Célio Borja, contudo, discorda em parte da avaliação do professor. Para ele, a reação do Conselho de Ética, com a nomeação de novos relatores para o processo de Renan, mostrou que o Senado ainda funciona e cumpre seu papel:
- Não há uma crise. Há um acidente. O Parlamento cumpre sua função constitucional. Não convém transferir para a instituição o problema. É mania de grandeza - diz. - O caso Renan não afeta a instituição. Só se ela deixasse de funcionar. Se o Conselho não faz o que deve, recusa-se a julgar, aí o problema seria da instituição.
"O suplente é uma anomalia", afirma Villa
Ambos concordam, contudo, na identificação das causas dos problemas. Um deles, a legislação que concede mandatos a suplentes que não receberam um só voto nas eleições. Hoje, eles são 13 dos 81 senadores.
- Em razão do regime eleitoral, ao lado de grandes figuras o Senado passou a ter os que chegam pelo dinheiro. Não têm nome, mas o fabricam com os recursos que dispõem. Ou associam-se a políticos, bancando suas campanhas e ocupando vagas de suplentes. Isso diminuiu a estatura do Senado. Não moral, mas política - diz Borja.

Tarefa proposta 1
Indique se cada afirmação a seguir está de acordo com o trecho sobre o Senado. Responda sim ou não e cite as palavras do trecho que decidem cada caso. (a) Para Célio Borja, o Senado ainda funciona e cumpre seu papel. (b) Os suplentes ocupam atualmente 13 das 81 cadeiras do Senado. (c) Borja afirma que a estatura moral do Senado diminuiu.
O trecho e os registros vêm de fontes distintas.

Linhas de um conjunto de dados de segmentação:
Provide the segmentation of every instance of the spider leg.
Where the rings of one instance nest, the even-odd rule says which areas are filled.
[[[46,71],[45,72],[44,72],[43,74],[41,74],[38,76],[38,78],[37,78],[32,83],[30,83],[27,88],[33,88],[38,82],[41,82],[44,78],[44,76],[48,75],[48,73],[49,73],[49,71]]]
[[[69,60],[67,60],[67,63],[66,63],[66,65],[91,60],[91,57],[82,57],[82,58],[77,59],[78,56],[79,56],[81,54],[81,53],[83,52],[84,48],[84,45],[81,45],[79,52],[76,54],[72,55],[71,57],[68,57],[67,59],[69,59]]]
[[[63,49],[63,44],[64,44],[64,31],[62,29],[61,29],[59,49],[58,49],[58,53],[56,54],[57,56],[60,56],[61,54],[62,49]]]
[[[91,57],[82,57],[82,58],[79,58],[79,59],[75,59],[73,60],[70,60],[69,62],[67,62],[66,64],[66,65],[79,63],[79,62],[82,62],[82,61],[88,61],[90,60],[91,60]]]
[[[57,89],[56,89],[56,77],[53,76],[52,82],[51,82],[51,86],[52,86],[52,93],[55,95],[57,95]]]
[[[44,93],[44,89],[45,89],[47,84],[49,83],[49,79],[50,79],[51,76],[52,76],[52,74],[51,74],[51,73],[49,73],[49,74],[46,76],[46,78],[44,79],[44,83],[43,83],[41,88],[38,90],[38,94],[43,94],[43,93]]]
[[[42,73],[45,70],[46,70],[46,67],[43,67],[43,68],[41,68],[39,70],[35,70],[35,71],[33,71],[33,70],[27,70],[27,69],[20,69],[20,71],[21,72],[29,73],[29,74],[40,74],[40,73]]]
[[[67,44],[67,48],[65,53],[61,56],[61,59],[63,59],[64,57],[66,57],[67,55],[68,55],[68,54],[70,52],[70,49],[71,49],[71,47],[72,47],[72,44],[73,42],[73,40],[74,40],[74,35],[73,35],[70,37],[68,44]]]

Tarefa proposta 2
Extraia todas as linhas dos registros de segmentação e reproduza cada uma sem qualquer alteração.

Resposta completa 1
(a) Sim: "mostrou que o Senado ainda funciona e cumpre seu papel".
(b) Sim: "Hoje, eles são 13 dos 81 senadores."
(c) Não: "Isso diminuiu a estatura do Senado. Não moral, mas política".

Resposta completa 2
Provide the segmentation of every instance of the spider leg.
Where the rings of one instance nest, the even-odd rule says which areas are filled.
[[[46,71],[45,72],[44,72],[43,74],[41,74],[38,76],[38,78],[37,78],[32,83],[30,83],[27,88],[33,88],[38,82],[41,82],[44,78],[44,76],[48,75],[48,73],[49,73],[49,71]]]
[[[69,60],[67,60],[67,63],[66,63],[66,65],[91,60],[91,57],[82,57],[82,58],[77,59],[78,56],[79,56],[81,54],[81,53],[83,52],[84,48],[84,45],[81,45],[79,52],[76,54],[72,55],[71,57],[68,57],[67,59],[69,59]]]
[[[63,49],[63,44],[64,44],[64,31],[62,29],[61,29],[59,49],[58,49],[58,53],[56,54],[57,56],[60,56],[61,54],[62,49]]]
[[[91,57],[82,57],[82,58],[79,58],[79,59],[75,59],[73,60],[70,60],[69,62],[67,62],[66,64],[66,65],[79,63],[79,62],[82,62],[82,61],[88,61],[90,60],[91,60]]]
[[[57,89],[56,89],[56,77],[53,76],[52,82],[51,82],[51,86],[52,86],[52,93],[55,95],[57,95]]]
[[[44,93],[44,89],[45,89],[47,84],[49,83],[49,79],[50,79],[51,76],[52,76],[52,74],[51,74],[51,73],[49,73],[49,74],[46,76],[46,78],[44,79],[44,83],[43,83],[41,88],[38,90],[38,94],[43,94],[43,93]]]
[[[42,73],[45,70],[46,70],[46,67],[43,67],[43,68],[41,68],[39,70],[35,70],[35,71],[33,71],[33,70],[27,70],[27,69],[20,69],[20,71],[21,72],[29,73],[29,74],[40,74],[40,73]]]
[[[67,44],[67,48],[65,53],[61,56],[61,59],[63,59],[64,57],[66,57],[67,55],[68,55],[68,54],[70,52],[70,49],[71,49],[71,47],[72,47],[72,44],[73,42],[73,40],[74,40],[74,35],[73,35],[70,37],[68,44]]]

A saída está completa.